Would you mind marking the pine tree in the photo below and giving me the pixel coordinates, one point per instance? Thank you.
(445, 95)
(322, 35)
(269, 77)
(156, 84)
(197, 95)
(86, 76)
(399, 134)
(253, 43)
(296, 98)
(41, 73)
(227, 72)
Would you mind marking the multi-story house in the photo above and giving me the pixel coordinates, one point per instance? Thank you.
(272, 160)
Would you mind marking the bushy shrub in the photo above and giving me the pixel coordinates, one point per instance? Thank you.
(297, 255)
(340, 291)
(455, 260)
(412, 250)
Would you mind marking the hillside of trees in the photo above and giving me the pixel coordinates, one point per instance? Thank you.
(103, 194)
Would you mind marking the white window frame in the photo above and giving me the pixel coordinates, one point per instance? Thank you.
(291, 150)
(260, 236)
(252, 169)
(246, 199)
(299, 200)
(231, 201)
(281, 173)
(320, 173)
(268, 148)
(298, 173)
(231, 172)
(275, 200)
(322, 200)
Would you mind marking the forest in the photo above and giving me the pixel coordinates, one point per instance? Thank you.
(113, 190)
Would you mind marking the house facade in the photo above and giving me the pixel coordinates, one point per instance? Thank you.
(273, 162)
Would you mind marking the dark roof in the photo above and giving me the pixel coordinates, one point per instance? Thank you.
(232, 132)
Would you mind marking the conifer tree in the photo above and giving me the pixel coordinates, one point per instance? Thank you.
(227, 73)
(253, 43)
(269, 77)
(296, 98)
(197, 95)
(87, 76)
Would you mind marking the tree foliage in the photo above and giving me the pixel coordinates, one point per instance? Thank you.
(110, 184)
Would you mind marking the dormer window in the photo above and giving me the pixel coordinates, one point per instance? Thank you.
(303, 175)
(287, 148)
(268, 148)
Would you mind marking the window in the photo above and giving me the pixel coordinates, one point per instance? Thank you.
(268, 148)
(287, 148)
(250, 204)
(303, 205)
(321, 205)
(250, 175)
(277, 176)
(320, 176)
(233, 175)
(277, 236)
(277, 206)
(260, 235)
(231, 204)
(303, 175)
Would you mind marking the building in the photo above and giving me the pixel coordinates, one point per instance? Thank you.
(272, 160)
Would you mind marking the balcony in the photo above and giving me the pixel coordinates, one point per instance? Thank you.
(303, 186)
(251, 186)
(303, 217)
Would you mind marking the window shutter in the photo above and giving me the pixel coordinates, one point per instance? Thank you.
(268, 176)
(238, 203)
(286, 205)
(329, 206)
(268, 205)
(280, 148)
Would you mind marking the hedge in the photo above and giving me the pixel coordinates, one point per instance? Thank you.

§ **Written task**: Write out the lines above, starting at the line that contains "Would you mind marking the house" and ending with the final line, and nothing else; copy them exactly.

§ **Full output**:
Would you mind marking the house facade in the photo above and giving me the pixel coordinates, one point per instance? Thank you.
(273, 162)
Would you mind marking the dark roof in the photo above and giving me the pixel coordinates, one point per instance? Thank you.
(232, 132)
Would you mind marking the conifer tree in the photo above and giving me the pixel coordinates, one point per instance? Thank you.
(227, 73)
(253, 43)
(269, 77)
(296, 98)
(197, 95)
(87, 76)
Would you mind marking the tree foliage in the photo above and giving me the pixel coordinates, one point per instance? Thank you.
(110, 184)
Would you mind marking the dormer window in the photo above and giving me the pixel coordinates, one point per instance? Thank you.
(303, 175)
(287, 148)
(268, 148)
Would you mind marking the window in the photo above and giving me the pixel coordinates, one point per instance? Thank you.
(268, 148)
(287, 148)
(250, 204)
(303, 205)
(321, 205)
(250, 175)
(277, 176)
(320, 176)
(233, 175)
(277, 236)
(277, 206)
(260, 235)
(231, 204)
(303, 175)
Would you mind marking the building in the photo above and giving me the pixel coordinates, one point per instance? Thank you.
(272, 160)
Would you mind marking the balcony in the photo above and giving me the pixel coordinates, one point per instance? Thank you.
(303, 186)
(251, 186)
(303, 217)
Would you mind marking the window shutter in the photo above and giving me the pixel coordinates, one point per instance? Thank you.
(268, 176)
(238, 203)
(286, 205)
(329, 206)
(268, 205)
(280, 148)
Would you mind marking the hedge in the photo above and giving me the pixel coordinates, one point per instance? Thank you.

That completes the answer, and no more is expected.